Aim of the task
What is wanted is the line holding "Each instance receives one keypoint. Annotate the white cloud" and every later line through the end of the entries, set down exactly.
● ● ● ● ● ● ●
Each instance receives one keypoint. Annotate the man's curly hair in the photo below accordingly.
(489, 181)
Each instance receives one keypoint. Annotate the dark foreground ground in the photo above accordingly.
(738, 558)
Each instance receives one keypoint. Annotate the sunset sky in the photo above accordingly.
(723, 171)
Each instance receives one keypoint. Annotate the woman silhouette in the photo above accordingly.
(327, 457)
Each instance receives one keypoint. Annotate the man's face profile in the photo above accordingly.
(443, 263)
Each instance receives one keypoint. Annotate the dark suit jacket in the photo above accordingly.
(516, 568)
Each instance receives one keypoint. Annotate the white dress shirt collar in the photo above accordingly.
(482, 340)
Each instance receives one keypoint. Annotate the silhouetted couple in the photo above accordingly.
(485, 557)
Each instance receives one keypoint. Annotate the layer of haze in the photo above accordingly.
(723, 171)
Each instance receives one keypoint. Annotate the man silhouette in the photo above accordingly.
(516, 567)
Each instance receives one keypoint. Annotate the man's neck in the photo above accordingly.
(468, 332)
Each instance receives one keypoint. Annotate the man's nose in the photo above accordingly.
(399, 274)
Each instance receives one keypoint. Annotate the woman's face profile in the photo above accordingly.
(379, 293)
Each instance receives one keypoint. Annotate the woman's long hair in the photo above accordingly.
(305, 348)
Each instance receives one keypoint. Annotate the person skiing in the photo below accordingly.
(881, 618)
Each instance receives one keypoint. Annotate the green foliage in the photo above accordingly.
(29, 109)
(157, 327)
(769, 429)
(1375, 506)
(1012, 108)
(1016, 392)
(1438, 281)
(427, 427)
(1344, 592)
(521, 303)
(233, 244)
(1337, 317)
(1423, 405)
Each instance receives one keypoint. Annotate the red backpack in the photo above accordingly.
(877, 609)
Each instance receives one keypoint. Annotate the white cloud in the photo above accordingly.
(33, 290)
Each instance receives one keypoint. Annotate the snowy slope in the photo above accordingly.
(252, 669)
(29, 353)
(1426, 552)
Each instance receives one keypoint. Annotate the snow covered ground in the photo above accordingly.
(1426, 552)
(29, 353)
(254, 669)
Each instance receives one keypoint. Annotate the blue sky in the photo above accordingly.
● ● ● ● ● ● ●
Answer to this task
Each instance receives one keypoint. Annotate the white cloud in the photo above accordingly.
(33, 290)
Each instance receives one keypoint. Annotate the snowy slope in the photo above accordingly.
(252, 669)
(29, 353)
(1426, 552)
Each instance receives one keypoint. Annotate the snow covered ground in the photo above accordingly.
(1426, 552)
(29, 353)
(254, 669)
Each instance receives one keypoint. Annotate the blue sky in the photo above accordingly.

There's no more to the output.